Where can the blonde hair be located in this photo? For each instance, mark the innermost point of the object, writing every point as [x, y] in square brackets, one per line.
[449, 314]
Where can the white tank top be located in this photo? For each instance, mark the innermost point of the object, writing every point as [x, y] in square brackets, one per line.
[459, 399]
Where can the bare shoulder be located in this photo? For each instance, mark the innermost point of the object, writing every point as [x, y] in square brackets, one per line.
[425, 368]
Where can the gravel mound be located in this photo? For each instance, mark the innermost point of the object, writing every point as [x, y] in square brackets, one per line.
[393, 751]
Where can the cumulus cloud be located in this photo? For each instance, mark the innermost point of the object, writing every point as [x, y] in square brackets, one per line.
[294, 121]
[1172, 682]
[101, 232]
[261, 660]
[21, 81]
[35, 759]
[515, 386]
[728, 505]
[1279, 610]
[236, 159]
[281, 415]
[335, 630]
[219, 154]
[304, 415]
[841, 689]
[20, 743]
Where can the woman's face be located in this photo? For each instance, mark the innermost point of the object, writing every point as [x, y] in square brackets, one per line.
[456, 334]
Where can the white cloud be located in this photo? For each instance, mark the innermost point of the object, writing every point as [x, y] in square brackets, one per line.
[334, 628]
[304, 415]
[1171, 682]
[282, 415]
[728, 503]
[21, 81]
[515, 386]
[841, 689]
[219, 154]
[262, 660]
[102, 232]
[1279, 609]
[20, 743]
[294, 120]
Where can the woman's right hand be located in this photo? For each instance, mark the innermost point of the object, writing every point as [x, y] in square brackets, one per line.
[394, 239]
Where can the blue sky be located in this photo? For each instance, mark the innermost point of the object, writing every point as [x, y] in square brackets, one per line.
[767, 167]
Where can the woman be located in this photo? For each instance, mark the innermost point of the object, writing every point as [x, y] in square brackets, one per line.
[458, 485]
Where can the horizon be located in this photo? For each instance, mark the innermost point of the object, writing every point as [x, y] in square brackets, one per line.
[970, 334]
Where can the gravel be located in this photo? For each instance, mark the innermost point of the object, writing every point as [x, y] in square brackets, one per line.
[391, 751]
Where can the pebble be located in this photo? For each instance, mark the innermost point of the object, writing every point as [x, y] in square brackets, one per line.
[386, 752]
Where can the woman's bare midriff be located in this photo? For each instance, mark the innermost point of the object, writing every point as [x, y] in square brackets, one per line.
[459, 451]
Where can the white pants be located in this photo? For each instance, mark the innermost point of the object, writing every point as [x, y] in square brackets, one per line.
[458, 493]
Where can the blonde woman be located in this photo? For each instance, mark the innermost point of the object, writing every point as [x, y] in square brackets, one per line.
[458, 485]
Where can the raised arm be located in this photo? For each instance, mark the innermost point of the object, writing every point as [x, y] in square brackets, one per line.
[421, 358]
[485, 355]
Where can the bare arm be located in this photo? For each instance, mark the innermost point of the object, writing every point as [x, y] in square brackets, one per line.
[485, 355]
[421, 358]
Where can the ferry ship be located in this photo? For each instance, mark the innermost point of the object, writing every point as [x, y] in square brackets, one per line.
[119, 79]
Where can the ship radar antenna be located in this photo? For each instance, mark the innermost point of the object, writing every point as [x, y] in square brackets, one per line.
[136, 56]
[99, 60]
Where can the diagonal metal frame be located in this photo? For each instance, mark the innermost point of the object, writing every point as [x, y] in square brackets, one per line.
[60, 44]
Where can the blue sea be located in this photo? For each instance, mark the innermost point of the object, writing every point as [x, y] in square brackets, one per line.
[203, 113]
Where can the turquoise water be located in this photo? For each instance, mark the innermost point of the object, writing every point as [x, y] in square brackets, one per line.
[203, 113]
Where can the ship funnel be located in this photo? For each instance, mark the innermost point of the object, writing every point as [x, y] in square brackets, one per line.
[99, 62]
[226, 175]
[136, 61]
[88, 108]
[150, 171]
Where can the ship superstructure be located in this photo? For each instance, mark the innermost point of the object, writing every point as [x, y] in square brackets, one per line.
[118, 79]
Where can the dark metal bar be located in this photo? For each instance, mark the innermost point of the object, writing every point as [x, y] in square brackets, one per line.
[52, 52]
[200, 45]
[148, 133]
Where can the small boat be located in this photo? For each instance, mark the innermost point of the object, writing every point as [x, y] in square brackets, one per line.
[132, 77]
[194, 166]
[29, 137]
- - - - -
• [The problem] Transcribe the entire listing above precisely.

• [Final result]
Where can the blonde hair be located in this photo? For each instance, mark the innermost point of the object, writing every point as [x, y] in square brackets, one per line.
[449, 314]
Where can the white tank top be located in this photo? For each instance, mark the innermost point of the object, writing every point as [x, y] in square brackets, one per line.
[459, 399]
Where can the bare shoulder be located in this photo? For each instance, mark the innermost point of the object, writing every point as [x, y] in square brackets, one per line.
[425, 368]
Where can the gravel mound be located in this photo? For each instance, mark the innermost point of the object, writing every point as [x, y] in square brackets, one per line.
[393, 751]
Where can the cumulus cloud be located in this photo? For each instance, mark the innermost point of the object, writing every point as [x, y] in square brackets, one per line.
[294, 121]
[1172, 682]
[101, 232]
[261, 660]
[21, 81]
[35, 759]
[515, 386]
[728, 505]
[1279, 610]
[236, 159]
[281, 415]
[335, 630]
[219, 154]
[304, 415]
[841, 689]
[20, 743]
Where can the woman's face be located in this photo? For each instance, mark the innermost point of the object, writing every point as [x, y] in square brackets, one per line.
[456, 334]
Where can the white cloud be located in this photo? For each instance, mark the innermost point of the object, writing every point as [x, y] in square brackets, one per line.
[334, 628]
[304, 415]
[1171, 682]
[282, 415]
[728, 503]
[21, 81]
[515, 386]
[841, 689]
[219, 154]
[262, 660]
[102, 232]
[1279, 609]
[20, 743]
[294, 120]
Where can the woman's right hand be located in this photo? For each instance, mark the innermost point of the object, writing every point as [x, y] in square brackets, one per line.
[394, 239]
Where can the blue sky be located in this photo? For each instance, mark the innermost point of the object, writing every point as [x, y] in square brackets, one per line.
[767, 167]
Where can the woman be located in this photo? For each instance, mark the innermost point of the object, writing every point as [x, y] in square brackets, one per line.
[458, 485]
Where can the horizon be located in this photo? For each instance, mark the innermost point of the object, writing every point as [x, y] in square brackets, one per line.
[970, 334]
Where can the gravel be located in this photo? For each instance, mark the innermost point of the object, writing every point as [x, y] in square brackets, one per line.
[391, 751]
Where can the pebble be located in this photo? For each instance, mark the innermost point of the object, writing every point as [x, y] in square brackets, one per line.
[386, 752]
Where can the woman's bare midriff be located in this photo? For each instance, mark the innermost point of the object, writing every point as [x, y] in square brackets, one per line.
[459, 451]
Where can the white pants be located in this photo? For each instance, mark the innermost point of the object, writing every point as [x, y] in square brackets, one per line.
[458, 493]
Where can the blonde woman be located in this photo? For each instance, mark the innermost point of the object, writing every point as [x, y] in square brackets, one per line.
[458, 485]
Where can the raised arm be located in this photo? For each instance, mark the innermost point of the object, writing every point as [x, y] in square brackets, one per line.
[421, 358]
[485, 355]
Where can the bare arm be located in this photo? For each instance, mark the innermost point of the object, writing every point as [x, y] in square brackets, one per line.
[485, 355]
[421, 358]
Where can the ferry ship be located in this photo? For each instance, mark the innermost point of the object, writing every point as [x, y] in square brackets, one per line.
[119, 79]
Where can the ship radar antenna be located in this photo? For each instance, mark the innermost point of the object, writing every point as [x, y] in square brackets, one per line.
[136, 56]
[99, 60]
Where can the diagonal metal frame be located in this photo? For each instance, mark the innermost point of the object, writing every point as [x, y] in square brackets, one per line.
[60, 44]
Where can the blue sea be located in this photo? For each instance, mark the innermost point of the object, writing every point as [x, y] in square brackets, one per line.
[203, 113]
Where can the turquoise water be located in this photo? For each instance, mark the innermost point of the object, writing every point as [x, y] in square brackets, one per line.
[203, 113]
Where can the ship funnel be located in this photo? For each instance, mark the innermost point of the object, writing every point as [x, y] in square brackets, one per line.
[99, 62]
[226, 175]
[136, 61]
[88, 108]
[150, 171]
Where can the ship superstructure be located in this photo? For each instance, mark the innermost point of the object, writing every point as [x, y] in square brackets, one per line.
[118, 79]
Where can the dark metal bar be located in this photo? For each instance, mark the innermost point of the object, writing every point as [x, y] in square brackets, one per line.
[52, 52]
[200, 45]
[148, 133]
Where can the small boat be located in this photo? For each instance, mark the innermost point of the object, writing every point as [x, y] in square brackets, one per line.
[132, 77]
[194, 166]
[29, 137]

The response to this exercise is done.